### Written task
Collect every line in the items that contains the word "robe", copying each line in full.

(Stored records)
_ _ _ _ _ _ _
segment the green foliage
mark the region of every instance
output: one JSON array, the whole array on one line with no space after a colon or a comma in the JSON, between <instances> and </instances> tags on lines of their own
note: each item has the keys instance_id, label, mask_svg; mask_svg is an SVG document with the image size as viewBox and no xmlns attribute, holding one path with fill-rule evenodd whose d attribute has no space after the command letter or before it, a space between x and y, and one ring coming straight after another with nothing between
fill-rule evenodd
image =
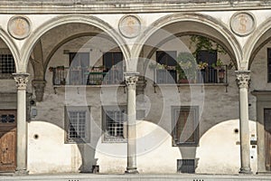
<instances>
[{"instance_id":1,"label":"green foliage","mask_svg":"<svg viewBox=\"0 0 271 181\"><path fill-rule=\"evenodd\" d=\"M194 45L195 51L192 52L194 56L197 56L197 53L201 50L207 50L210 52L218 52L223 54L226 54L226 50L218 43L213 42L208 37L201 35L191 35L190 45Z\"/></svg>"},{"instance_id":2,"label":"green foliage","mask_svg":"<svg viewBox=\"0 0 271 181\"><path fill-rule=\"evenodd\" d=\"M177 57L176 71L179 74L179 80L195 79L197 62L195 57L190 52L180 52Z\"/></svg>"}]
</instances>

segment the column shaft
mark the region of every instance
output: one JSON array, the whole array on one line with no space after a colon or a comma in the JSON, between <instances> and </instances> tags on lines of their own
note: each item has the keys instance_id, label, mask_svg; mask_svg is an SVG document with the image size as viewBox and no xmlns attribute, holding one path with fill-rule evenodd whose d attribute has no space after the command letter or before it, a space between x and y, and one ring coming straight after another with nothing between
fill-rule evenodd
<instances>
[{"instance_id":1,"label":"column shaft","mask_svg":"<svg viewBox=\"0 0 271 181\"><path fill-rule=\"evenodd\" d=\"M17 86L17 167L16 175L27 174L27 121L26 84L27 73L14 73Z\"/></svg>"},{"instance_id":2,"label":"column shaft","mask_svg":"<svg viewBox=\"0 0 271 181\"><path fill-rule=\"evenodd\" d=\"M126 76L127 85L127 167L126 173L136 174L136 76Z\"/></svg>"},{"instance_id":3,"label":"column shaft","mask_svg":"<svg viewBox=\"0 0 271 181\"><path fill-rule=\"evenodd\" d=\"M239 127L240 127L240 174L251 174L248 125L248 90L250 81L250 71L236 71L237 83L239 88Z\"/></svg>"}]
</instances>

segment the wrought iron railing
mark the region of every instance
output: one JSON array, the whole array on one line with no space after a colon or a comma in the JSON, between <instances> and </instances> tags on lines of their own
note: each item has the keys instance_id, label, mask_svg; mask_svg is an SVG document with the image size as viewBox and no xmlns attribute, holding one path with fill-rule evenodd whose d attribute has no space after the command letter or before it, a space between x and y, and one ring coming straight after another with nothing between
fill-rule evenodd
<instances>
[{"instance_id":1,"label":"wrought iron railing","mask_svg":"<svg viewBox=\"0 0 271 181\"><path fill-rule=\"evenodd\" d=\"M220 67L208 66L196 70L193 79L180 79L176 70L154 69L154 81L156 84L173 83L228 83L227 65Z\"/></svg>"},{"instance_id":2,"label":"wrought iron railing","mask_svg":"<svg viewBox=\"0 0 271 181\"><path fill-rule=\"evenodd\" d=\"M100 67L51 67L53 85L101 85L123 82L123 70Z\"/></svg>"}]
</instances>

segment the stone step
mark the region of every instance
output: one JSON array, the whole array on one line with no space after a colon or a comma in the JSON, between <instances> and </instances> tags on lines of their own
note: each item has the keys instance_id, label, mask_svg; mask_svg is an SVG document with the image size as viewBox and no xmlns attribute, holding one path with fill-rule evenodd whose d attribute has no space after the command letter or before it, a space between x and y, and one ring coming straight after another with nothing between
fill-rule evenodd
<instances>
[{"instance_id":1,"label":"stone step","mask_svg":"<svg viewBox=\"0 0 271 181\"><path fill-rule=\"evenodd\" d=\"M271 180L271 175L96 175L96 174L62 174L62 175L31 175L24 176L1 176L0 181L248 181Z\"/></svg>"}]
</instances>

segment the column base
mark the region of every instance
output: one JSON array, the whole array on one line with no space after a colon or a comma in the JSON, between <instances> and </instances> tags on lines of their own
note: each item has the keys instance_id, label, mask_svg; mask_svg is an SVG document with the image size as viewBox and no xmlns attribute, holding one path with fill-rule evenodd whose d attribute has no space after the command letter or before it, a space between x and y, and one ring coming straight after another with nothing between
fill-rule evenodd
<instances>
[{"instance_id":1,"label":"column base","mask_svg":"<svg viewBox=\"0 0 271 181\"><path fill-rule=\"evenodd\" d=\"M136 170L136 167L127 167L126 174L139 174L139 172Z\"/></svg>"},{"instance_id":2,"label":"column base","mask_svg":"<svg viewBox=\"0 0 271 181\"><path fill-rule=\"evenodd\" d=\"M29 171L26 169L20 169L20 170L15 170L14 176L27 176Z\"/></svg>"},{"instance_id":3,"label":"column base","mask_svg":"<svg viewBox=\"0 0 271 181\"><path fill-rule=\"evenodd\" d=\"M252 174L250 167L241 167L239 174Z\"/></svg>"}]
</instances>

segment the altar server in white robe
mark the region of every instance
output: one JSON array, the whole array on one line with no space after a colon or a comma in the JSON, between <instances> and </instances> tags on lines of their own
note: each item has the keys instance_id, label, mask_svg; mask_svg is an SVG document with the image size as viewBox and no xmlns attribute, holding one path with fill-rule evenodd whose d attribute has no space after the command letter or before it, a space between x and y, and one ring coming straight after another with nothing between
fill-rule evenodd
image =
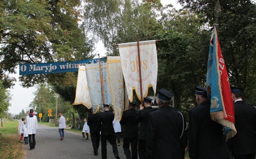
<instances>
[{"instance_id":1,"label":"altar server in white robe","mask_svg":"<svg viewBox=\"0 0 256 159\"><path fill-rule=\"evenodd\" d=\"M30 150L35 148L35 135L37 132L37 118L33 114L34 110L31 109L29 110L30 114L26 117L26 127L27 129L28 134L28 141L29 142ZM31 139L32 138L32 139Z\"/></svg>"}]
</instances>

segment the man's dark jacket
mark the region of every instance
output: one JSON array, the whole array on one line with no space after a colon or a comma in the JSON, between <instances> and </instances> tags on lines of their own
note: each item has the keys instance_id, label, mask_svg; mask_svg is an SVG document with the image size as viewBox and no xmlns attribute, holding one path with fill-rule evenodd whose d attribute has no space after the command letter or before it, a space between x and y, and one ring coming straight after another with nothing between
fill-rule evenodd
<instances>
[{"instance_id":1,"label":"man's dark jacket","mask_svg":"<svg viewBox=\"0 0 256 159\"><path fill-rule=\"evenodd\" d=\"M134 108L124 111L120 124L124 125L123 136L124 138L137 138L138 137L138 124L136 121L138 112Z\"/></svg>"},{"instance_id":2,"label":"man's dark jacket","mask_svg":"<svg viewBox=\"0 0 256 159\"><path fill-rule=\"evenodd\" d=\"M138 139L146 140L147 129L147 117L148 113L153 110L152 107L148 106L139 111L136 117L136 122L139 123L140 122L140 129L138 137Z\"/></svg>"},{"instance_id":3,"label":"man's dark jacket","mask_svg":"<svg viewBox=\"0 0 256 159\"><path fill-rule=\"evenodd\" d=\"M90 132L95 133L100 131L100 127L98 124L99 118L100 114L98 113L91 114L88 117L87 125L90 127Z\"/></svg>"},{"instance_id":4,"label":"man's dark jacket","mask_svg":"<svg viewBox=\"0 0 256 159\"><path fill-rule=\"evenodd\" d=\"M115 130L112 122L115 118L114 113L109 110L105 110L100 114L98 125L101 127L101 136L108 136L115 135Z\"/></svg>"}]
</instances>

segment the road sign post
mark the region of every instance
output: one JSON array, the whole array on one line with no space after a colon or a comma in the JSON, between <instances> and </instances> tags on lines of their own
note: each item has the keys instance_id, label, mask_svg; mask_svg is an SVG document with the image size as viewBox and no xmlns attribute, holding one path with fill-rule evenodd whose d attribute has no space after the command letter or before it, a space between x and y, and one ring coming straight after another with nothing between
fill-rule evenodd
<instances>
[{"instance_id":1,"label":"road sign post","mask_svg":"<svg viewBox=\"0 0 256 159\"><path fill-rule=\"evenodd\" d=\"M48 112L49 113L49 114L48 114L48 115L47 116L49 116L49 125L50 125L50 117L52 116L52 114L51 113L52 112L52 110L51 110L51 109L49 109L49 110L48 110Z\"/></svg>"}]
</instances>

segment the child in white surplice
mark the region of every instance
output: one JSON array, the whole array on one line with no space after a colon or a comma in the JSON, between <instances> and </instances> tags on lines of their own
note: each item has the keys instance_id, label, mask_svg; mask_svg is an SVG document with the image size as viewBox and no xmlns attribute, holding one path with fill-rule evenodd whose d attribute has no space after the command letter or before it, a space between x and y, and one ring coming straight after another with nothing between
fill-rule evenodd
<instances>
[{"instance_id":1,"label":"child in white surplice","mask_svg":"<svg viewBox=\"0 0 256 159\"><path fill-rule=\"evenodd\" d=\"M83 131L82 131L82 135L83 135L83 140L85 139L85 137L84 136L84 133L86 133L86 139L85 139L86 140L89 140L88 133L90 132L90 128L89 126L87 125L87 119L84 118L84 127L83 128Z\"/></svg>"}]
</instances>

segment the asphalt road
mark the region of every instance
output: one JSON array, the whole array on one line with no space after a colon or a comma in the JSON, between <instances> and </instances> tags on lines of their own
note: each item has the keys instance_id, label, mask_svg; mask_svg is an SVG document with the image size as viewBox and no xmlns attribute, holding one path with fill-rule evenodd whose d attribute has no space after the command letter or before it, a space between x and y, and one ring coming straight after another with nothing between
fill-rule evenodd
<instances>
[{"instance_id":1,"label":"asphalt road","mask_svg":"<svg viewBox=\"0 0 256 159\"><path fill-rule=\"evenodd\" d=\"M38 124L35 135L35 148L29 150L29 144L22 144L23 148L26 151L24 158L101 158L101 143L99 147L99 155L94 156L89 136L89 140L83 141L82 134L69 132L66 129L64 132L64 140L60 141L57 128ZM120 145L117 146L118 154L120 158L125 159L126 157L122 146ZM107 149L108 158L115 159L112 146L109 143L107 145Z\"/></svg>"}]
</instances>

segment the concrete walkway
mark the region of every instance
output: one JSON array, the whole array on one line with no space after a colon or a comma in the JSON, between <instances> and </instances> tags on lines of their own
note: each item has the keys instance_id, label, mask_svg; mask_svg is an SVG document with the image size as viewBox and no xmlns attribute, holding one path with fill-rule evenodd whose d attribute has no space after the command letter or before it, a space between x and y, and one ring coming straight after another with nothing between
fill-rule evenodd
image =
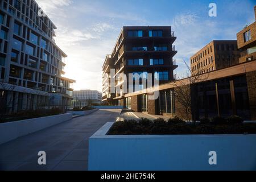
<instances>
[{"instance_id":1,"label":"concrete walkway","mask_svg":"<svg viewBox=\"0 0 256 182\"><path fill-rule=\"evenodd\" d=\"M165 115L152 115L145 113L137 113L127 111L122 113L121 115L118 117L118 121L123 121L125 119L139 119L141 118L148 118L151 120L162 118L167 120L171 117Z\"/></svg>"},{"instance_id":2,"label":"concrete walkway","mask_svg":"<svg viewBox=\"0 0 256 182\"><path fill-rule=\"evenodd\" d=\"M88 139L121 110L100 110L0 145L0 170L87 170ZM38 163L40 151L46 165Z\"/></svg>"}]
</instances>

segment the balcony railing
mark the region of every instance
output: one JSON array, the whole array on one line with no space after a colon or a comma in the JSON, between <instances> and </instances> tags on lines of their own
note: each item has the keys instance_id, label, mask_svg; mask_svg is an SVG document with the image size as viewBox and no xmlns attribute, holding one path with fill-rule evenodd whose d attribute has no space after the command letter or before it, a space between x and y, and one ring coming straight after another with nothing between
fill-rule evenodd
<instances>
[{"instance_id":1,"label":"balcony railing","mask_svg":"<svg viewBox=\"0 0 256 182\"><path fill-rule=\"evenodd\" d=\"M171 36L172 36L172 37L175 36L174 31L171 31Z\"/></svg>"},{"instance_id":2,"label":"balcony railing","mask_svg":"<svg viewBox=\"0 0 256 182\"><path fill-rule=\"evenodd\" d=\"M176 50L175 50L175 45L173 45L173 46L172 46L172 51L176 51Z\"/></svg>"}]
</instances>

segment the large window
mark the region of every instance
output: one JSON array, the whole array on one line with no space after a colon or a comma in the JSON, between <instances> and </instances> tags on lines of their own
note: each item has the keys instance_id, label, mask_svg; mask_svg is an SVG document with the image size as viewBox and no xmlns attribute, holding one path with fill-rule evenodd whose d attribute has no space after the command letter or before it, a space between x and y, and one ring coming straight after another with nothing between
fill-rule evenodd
_ _ _ _ _ _ _
### Written response
segment the altar server in white robe
[{"instance_id":1,"label":"altar server in white robe","mask_svg":"<svg viewBox=\"0 0 256 159\"><path fill-rule=\"evenodd\" d=\"M30 150L35 148L35 135L37 132L37 118L33 114L34 110L31 109L29 110L30 114L26 117L26 127L27 129L28 134L28 141L29 142ZM31 139L32 138L32 139Z\"/></svg>"}]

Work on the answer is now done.